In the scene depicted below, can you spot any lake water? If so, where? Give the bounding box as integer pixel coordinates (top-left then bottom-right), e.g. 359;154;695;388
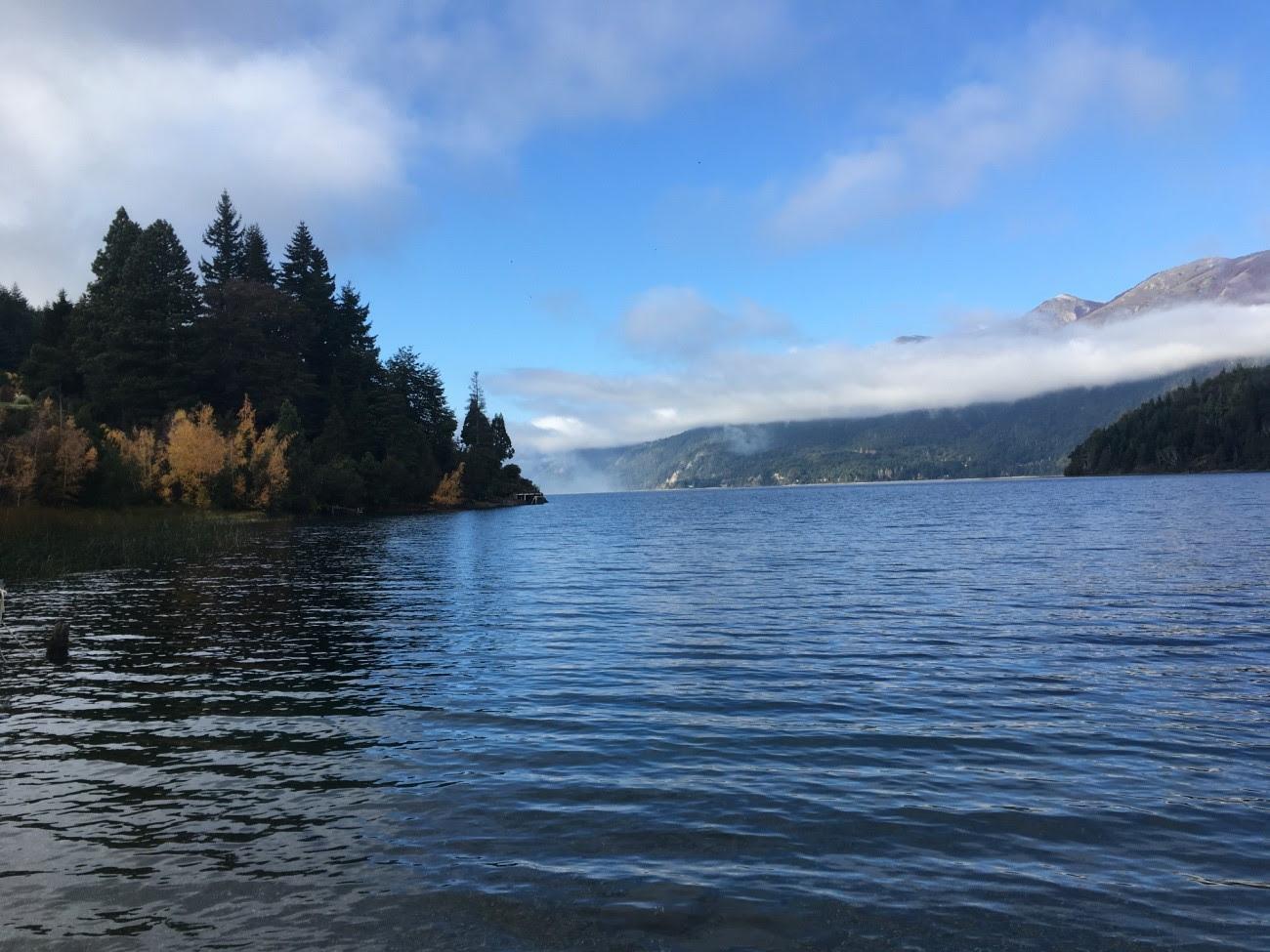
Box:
0;475;1270;952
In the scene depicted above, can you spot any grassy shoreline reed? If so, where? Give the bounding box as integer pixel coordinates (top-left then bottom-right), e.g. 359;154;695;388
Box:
0;507;284;584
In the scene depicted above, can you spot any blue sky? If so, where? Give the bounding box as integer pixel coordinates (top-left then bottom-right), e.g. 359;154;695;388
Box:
0;0;1270;445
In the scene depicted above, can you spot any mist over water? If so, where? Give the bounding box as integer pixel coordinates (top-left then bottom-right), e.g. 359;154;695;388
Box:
0;475;1270;952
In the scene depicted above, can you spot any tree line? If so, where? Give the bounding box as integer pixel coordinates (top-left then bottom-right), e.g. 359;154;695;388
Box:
0;193;536;513
1064;367;1270;476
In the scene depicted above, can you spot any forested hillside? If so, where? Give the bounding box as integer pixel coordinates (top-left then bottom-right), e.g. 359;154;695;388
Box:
0;194;534;512
573;368;1216;489
1066;367;1270;476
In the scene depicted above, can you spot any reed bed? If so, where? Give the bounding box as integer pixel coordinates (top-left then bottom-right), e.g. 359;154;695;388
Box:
0;507;282;583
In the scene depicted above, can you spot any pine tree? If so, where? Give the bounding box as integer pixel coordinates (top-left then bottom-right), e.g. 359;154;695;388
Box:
21;291;83;394
242;225;278;286
0;284;35;371
88;206;141;297
460;372;490;449
278;223;338;411
384;347;458;470
70;207;141;388
489;414;516;462
330;282;380;364
85;220;198;426
198;191;246;286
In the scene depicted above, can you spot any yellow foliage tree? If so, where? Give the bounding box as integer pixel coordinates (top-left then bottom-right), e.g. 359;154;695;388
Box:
0;435;35;505
432;464;466;507
105;427;166;496
248;427;291;509
230;397;291;511
0;400;97;505
162;406;233;509
42;413;97;504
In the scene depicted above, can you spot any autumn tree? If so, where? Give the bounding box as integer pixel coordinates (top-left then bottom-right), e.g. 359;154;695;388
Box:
162;405;232;509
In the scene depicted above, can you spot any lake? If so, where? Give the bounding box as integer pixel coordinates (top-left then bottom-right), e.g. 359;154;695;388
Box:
0;475;1270;952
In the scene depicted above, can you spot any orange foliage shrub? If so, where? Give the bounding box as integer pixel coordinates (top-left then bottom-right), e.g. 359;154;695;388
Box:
103;427;168;496
432;464;466;505
162;406;232;509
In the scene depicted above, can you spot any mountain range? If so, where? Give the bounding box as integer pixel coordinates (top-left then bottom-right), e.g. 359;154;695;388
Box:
536;251;1270;491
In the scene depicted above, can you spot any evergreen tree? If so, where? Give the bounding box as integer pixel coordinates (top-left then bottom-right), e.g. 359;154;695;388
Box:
330;282;380;367
21;291;83;396
71;207;141;388
489;414;516;462
242;225;278;284
84;220;198;426
198;191;246;286
0;284;35;371
278;223;338;411
88;206;141;297
460;372;491;449
384;347;458;469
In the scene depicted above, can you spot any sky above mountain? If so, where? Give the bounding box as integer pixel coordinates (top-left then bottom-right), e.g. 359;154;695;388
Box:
0;0;1270;448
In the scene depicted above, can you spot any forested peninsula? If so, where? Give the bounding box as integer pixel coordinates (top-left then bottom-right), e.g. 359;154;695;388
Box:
1066;367;1270;476
0;193;537;513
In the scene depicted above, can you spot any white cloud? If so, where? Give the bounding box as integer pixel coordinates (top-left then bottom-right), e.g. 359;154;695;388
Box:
621;287;792;360
770;29;1189;241
489;305;1270;452
0;0;783;300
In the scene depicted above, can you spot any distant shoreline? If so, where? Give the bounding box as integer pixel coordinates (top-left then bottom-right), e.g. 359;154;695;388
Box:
540;470;1270;496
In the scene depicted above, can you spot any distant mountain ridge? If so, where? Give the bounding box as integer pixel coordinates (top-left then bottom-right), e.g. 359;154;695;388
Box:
1024;295;1102;326
545;251;1270;489
1024;251;1270;326
572;367;1219;491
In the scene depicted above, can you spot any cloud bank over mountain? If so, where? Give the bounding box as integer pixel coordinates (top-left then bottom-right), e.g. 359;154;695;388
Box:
500;302;1270;452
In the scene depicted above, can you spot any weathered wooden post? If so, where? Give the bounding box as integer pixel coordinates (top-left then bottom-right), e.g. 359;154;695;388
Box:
45;618;71;664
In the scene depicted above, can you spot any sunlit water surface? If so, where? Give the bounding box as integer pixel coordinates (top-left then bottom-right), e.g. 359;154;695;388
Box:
0;476;1270;952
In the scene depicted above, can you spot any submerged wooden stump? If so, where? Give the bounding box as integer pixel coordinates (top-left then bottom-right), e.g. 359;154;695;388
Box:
45;618;71;664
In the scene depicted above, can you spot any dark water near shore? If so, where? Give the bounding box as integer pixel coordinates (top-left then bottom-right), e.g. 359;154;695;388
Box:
0;475;1270;951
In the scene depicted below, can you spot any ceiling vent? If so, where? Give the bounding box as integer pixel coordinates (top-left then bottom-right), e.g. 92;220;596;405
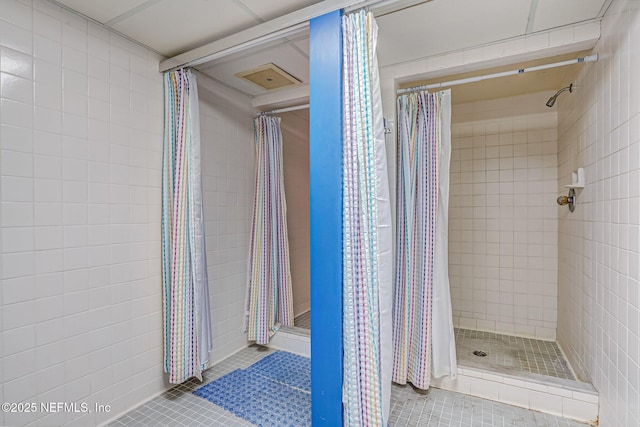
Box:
235;63;302;90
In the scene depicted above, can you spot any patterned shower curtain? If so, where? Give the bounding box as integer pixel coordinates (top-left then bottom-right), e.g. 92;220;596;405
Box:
342;11;392;426
245;115;293;344
162;70;212;384
393;91;457;390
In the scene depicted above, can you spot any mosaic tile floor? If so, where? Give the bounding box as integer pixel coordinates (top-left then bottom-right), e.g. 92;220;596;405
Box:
455;329;576;380
109;347;586;427
293;310;311;329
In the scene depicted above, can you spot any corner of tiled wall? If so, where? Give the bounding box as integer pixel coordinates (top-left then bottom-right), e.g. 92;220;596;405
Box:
449;92;557;340
0;0;252;425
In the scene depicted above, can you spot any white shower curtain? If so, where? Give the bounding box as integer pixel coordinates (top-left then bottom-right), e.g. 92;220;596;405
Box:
342;11;393;426
162;70;212;384
245;115;293;344
393;90;457;390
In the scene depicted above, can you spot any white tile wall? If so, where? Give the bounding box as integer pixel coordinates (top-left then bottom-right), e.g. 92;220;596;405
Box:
0;0;253;426
558;0;640;426
449;93;557;339
0;0;165;425
280;111;311;316
199;85;255;363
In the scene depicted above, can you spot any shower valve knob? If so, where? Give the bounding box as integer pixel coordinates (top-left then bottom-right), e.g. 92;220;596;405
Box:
556;188;576;212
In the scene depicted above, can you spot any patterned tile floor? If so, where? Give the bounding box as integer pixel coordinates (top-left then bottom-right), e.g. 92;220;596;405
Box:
109;347;586;427
293;310;311;329
455;329;576;380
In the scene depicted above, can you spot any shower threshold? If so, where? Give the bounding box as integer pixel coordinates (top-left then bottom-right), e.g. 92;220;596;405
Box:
431;329;598;423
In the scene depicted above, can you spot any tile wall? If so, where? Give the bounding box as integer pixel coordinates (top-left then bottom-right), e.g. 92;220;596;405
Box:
0;0;252;426
449;92;558;340
198;88;255;363
558;0;640;426
281;110;311;316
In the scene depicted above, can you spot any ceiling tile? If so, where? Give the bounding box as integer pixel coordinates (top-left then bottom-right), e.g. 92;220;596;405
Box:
198;43;309;96
532;0;606;31
377;0;531;66
235;0;320;21
113;0;259;56
57;0;155;24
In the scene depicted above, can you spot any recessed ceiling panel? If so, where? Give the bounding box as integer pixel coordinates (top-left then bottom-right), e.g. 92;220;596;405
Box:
532;0;606;31
113;0;259;56
198;43;309;96
236;0;320;21
235;62;302;90
57;0;151;24
377;0;531;66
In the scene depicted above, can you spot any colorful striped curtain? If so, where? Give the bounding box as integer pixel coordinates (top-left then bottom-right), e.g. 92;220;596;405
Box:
342;11;392;426
162;70;212;384
393;91;457;390
245;115;293;344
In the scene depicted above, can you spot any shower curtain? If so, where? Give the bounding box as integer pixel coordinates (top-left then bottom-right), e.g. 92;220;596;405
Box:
342;11;393;426
393;90;457;390
162;70;212;384
245;115;293;344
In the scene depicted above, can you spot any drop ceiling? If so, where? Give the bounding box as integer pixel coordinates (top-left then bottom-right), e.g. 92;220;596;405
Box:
51;0;611;100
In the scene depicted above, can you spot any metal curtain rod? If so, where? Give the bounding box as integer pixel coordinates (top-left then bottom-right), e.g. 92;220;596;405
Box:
159;0;431;73
258;104;309;116
396;53;598;95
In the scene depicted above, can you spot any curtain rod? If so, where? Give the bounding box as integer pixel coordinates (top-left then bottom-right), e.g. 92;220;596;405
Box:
258;104;309;116
396;53;598;95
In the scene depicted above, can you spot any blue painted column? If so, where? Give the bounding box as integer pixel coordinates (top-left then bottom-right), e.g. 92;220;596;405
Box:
309;7;343;427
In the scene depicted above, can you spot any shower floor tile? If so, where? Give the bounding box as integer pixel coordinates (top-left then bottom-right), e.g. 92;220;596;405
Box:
293;310;311;329
109;347;587;427
455;328;576;380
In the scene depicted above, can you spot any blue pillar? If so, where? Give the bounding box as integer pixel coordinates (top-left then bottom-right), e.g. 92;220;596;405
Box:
309;7;343;427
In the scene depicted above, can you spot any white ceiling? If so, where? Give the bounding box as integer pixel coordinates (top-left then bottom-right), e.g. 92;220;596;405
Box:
52;0;610;100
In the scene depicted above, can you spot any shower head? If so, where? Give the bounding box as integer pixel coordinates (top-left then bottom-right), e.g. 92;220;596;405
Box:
547;83;573;108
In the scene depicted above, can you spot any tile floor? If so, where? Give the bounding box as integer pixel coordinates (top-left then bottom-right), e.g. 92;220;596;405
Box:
109;346;586;427
455;328;576;380
294;311;576;380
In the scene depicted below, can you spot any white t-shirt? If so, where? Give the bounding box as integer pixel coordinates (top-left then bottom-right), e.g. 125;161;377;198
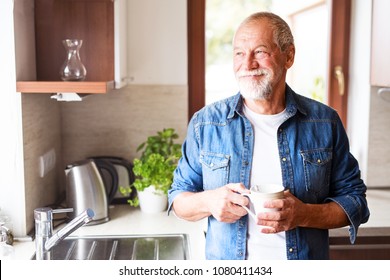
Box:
244;105;287;260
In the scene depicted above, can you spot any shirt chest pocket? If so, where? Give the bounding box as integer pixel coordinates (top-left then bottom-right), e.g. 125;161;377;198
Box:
200;151;230;189
301;149;332;200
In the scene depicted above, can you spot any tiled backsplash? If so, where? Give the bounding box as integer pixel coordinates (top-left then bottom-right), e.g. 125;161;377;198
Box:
23;85;188;233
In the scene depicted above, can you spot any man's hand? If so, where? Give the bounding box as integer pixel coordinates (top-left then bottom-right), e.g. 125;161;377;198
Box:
208;183;249;223
173;183;249;223
257;190;349;233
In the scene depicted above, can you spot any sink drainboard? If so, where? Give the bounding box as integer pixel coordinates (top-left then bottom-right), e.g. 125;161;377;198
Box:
32;234;189;260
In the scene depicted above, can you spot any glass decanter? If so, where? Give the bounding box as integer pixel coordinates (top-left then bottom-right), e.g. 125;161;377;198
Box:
60;39;87;81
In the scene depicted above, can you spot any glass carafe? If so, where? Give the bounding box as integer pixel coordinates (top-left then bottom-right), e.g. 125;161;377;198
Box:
60;39;87;81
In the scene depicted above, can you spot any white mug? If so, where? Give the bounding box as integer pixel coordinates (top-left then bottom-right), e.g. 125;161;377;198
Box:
241;184;284;221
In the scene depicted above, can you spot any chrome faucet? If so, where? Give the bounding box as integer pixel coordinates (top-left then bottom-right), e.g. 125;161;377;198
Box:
34;207;95;260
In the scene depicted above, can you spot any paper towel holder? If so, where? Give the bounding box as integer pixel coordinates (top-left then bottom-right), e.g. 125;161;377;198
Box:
50;92;89;102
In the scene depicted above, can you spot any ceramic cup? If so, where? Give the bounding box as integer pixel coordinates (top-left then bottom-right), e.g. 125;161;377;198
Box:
241;184;284;221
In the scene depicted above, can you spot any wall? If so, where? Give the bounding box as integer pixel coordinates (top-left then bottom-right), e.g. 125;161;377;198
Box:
347;0;372;182
348;0;390;187
0;1;26;238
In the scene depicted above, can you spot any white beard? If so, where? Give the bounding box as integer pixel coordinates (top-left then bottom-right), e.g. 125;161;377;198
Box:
236;69;272;100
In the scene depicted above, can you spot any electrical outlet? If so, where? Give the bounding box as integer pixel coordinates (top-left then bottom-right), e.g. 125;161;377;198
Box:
39;149;56;178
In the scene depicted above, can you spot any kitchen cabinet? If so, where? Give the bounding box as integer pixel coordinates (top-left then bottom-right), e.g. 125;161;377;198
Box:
17;0;127;94
371;0;390;87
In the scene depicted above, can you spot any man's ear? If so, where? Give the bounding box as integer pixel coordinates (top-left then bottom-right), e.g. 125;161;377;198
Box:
285;44;295;70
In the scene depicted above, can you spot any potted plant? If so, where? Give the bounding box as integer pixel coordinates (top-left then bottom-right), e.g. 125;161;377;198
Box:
120;128;181;213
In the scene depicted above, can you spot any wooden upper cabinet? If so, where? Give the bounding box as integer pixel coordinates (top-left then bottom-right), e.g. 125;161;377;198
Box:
17;0;126;93
371;0;390;87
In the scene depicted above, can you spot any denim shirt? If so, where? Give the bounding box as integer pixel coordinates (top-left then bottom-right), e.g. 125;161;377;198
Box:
169;85;369;260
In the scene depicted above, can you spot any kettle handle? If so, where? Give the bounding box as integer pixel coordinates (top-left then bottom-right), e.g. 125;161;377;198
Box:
94;159;119;204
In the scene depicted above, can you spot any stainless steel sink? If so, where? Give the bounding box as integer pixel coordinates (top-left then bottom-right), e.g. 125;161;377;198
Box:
32;234;189;260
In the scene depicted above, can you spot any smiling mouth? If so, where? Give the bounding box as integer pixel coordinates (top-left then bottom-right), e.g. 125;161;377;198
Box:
237;70;268;78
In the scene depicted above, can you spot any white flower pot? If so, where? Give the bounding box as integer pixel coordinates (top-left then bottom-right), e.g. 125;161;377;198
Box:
138;186;168;213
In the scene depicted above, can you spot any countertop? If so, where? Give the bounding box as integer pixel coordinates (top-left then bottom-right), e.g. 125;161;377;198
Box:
9;205;205;260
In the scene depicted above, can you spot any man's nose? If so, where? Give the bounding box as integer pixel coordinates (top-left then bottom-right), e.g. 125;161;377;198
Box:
243;54;259;70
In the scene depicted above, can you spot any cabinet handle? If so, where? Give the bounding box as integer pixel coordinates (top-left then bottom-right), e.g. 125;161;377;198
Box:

▶ What you are asked to do:
Return the rows verbatim, starting at the line that contains "In the scene depicted above, can you spot any evergreen" and ending at the line that contains "0;193;537;513", both included.

▶ Task answer:
In the scene depicted above, can you spot any evergreen tree? If so, where? Give the bounding box as integer pixel coordinates (top-left then bottom-right), e.g. 359;154;695;388
Box:
330;282;380;367
21;291;83;396
71;207;141;388
489;414;516;462
242;225;278;284
84;220;198;426
198;191;246;286
0;284;35;371
278;223;338;411
88;206;141;297
460;372;491;449
384;347;458;469
In the scene depicted above, can you spot any sky above mountain? If so, where? Give the bounding box as integer pixel coordinates (top-left then bottom-right), e.g. 359;154;695;388
Box:
0;0;1270;448
In the scene depicted above, can you spot any forested peninsula? If so, where? Give the bounding box as integer pixel coordinates (top-left then bottom-right), e.g. 359;154;695;388
Box:
1066;367;1270;476
0;193;537;513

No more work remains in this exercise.